● Obiettivo
Ricopia per intero le righe a partire da quella che contiene "and white boot" e fino a quella che contiene "[174,109,214,180]", tutte e due comprese. Sposta in avanti di 111 ogni numero delle coordinate nelle risposte.

═══ Dati dell'esercizio ═══

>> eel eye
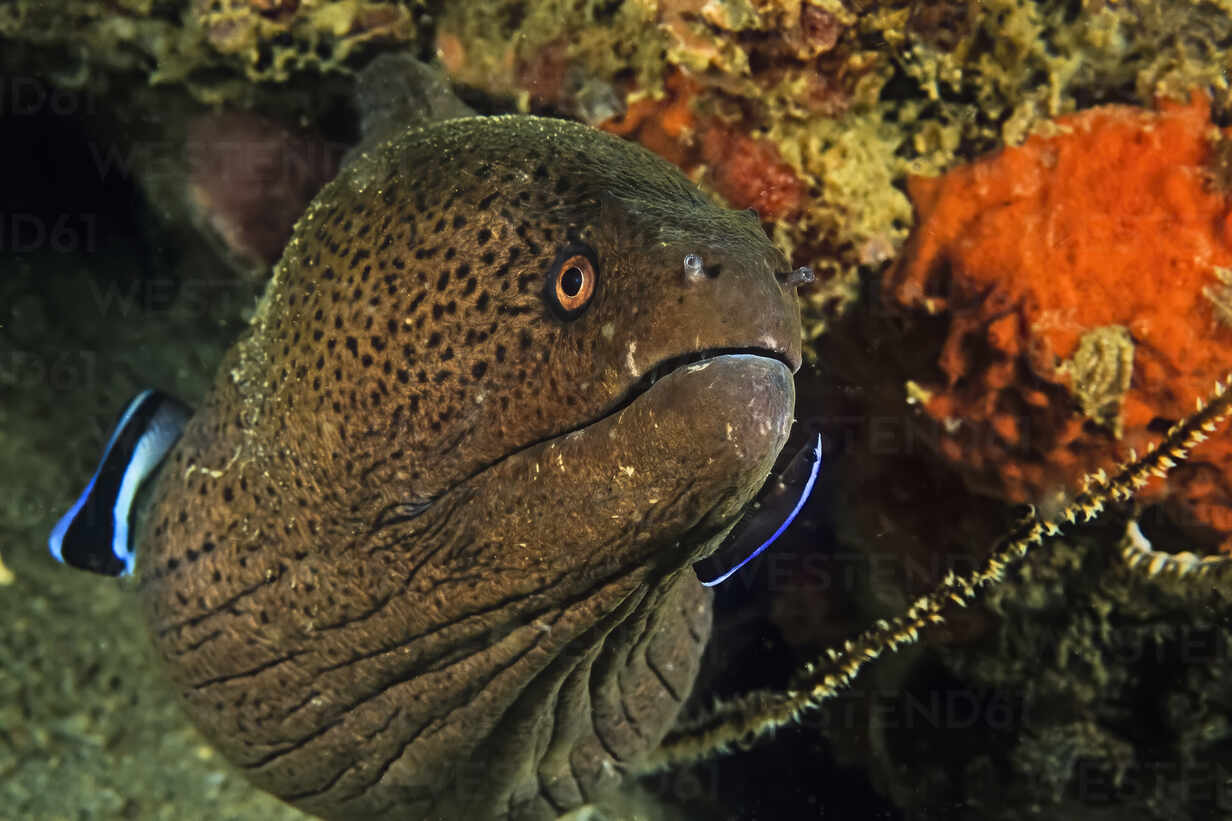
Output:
[547,245,599,319]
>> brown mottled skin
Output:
[138,117,801,820]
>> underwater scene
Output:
[0,0,1232,821]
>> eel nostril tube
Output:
[684,254,706,282]
[777,265,817,288]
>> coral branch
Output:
[639,375,1232,773]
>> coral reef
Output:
[185,111,341,271]
[435,0,1232,337]
[885,95,1232,549]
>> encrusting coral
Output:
[885,94,1232,549]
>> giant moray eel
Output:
[50,80,801,820]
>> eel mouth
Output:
[372,346,798,533]
[608,348,798,419]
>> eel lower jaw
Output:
[602,348,800,415]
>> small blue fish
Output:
[48,390,191,576]
[702,434,822,587]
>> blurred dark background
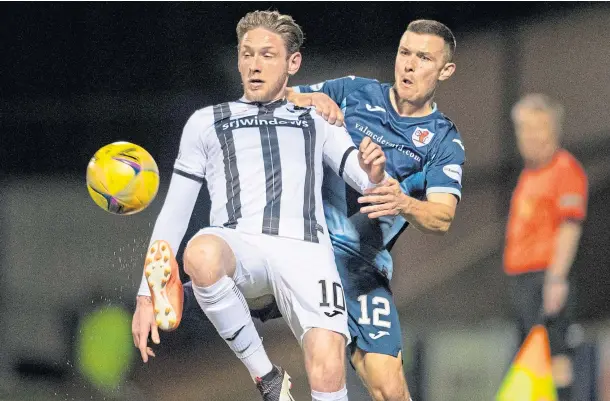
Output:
[0,2,610,401]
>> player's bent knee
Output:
[184,235,235,286]
[352,349,410,401]
[369,380,409,401]
[303,329,345,392]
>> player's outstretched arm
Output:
[324,124,389,193]
[358,178,457,235]
[286,88,345,127]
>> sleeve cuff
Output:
[426,187,462,200]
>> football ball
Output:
[87,142,159,215]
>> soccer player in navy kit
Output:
[288,20,465,401]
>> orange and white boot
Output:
[144,240,184,331]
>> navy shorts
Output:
[335,252,402,357]
[182,252,402,357]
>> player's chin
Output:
[246,88,269,103]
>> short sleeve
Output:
[557,163,588,220]
[425,130,466,199]
[174,109,214,180]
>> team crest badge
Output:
[411,127,434,148]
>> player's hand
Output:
[542,279,570,316]
[358,136,385,184]
[131,296,161,363]
[311,93,345,127]
[358,177,408,219]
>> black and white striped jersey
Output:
[138,99,374,295]
[174,100,378,242]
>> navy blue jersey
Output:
[293,76,465,278]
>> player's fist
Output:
[311,93,344,127]
[131,296,160,363]
[358,136,385,184]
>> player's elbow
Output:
[430,216,453,237]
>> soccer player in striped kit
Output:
[133,11,387,401]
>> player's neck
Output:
[242,91,286,104]
[390,87,434,117]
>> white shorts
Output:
[191,227,350,344]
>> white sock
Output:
[311,386,347,401]
[193,276,273,378]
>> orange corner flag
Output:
[496,325,557,401]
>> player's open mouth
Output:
[248,79,265,89]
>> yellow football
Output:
[87,142,159,214]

═══

● Risposta
>> orange and white boot
Output:
[255,351,295,442]
>> navy shorts
Output:
[446,363,513,468]
[293,363,513,468]
>> player's chin
Output:
[357,199,380,214]
>> short sleeve
Output:
[668,274,699,331]
[536,241,577,310]
[285,220,325,291]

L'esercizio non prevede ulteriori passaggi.